[Data — start]

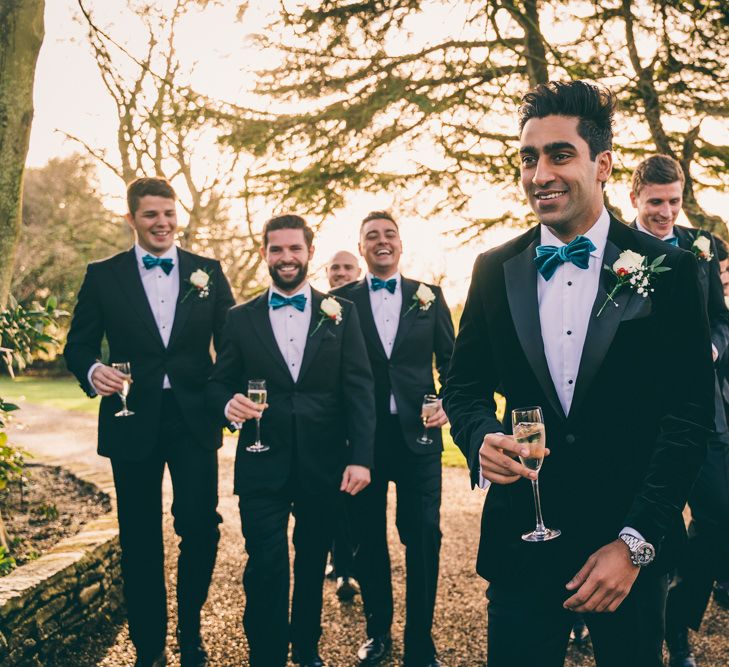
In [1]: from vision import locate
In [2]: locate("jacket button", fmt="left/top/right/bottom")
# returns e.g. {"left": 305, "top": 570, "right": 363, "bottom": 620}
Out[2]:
{"left": 565, "top": 434, "right": 576, "bottom": 445}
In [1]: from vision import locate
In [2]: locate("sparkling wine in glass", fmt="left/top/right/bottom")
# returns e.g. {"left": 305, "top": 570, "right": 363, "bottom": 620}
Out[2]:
{"left": 112, "top": 362, "right": 134, "bottom": 417}
{"left": 417, "top": 394, "right": 440, "bottom": 445}
{"left": 512, "top": 406, "right": 560, "bottom": 542}
{"left": 246, "top": 379, "right": 269, "bottom": 453}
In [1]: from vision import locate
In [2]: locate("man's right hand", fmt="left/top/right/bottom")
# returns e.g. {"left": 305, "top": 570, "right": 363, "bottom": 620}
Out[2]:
{"left": 479, "top": 432, "right": 550, "bottom": 484}
{"left": 90, "top": 364, "right": 128, "bottom": 396}
{"left": 226, "top": 393, "right": 268, "bottom": 422}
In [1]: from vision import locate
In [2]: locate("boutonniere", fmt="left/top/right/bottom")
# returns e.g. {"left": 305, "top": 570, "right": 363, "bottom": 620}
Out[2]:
{"left": 596, "top": 250, "right": 670, "bottom": 317}
{"left": 404, "top": 283, "right": 436, "bottom": 316}
{"left": 311, "top": 297, "right": 343, "bottom": 336}
{"left": 692, "top": 234, "right": 713, "bottom": 262}
{"left": 182, "top": 268, "right": 212, "bottom": 302}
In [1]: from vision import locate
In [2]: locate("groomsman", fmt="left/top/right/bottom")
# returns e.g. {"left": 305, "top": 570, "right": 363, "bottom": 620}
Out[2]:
{"left": 324, "top": 249, "right": 363, "bottom": 602}
{"left": 444, "top": 81, "right": 715, "bottom": 667}
{"left": 333, "top": 212, "right": 455, "bottom": 667}
{"left": 64, "top": 177, "right": 235, "bottom": 667}
{"left": 207, "top": 215, "right": 375, "bottom": 667}
{"left": 629, "top": 154, "right": 729, "bottom": 667}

[Data — finish]

Exact copy, no pictures: please print the data above once more.

- [Exercise result]:
In [1]: from vision import locate
In [2]: locate("jacket button", fmt="left/top/right/bottom")
# returns e.g. {"left": 305, "top": 570, "right": 363, "bottom": 620}
Out[2]:
{"left": 565, "top": 434, "right": 576, "bottom": 445}
In [1]: from vision import locate
In [2]: locate("sparkling wine in glass", fmt="left/top/right/bottom")
# returns e.g. {"left": 305, "top": 570, "right": 363, "bottom": 620}
Out[2]:
{"left": 112, "top": 362, "right": 134, "bottom": 417}
{"left": 417, "top": 394, "right": 440, "bottom": 445}
{"left": 512, "top": 406, "right": 560, "bottom": 542}
{"left": 246, "top": 379, "right": 269, "bottom": 453}
In [1]: from vision import locate
In [2]: locate("man's right hand", fmt="left/top/right/bottom")
# returns e.g. {"left": 305, "top": 570, "right": 363, "bottom": 620}
Out[2]:
{"left": 479, "top": 432, "right": 550, "bottom": 484}
{"left": 90, "top": 364, "right": 128, "bottom": 396}
{"left": 226, "top": 393, "right": 268, "bottom": 422}
In [1]: from vision import locate
In [2]: locate("boutonniere", fmt="left/top/right/bottom")
# returns e.g. {"left": 305, "top": 570, "right": 363, "bottom": 620}
Out[2]:
{"left": 596, "top": 250, "right": 670, "bottom": 317}
{"left": 404, "top": 283, "right": 436, "bottom": 316}
{"left": 311, "top": 297, "right": 343, "bottom": 336}
{"left": 692, "top": 234, "right": 713, "bottom": 262}
{"left": 182, "top": 268, "right": 212, "bottom": 302}
In [1]: from vision import locate
In [2]: locate("groomsman", fmt="left/top/right/bottom")
# returns e.g. {"left": 305, "top": 570, "right": 363, "bottom": 620}
Out[2]:
{"left": 324, "top": 249, "right": 363, "bottom": 602}
{"left": 444, "top": 81, "right": 715, "bottom": 667}
{"left": 333, "top": 212, "right": 455, "bottom": 667}
{"left": 64, "top": 177, "right": 235, "bottom": 667}
{"left": 207, "top": 215, "right": 375, "bottom": 667}
{"left": 629, "top": 154, "right": 729, "bottom": 667}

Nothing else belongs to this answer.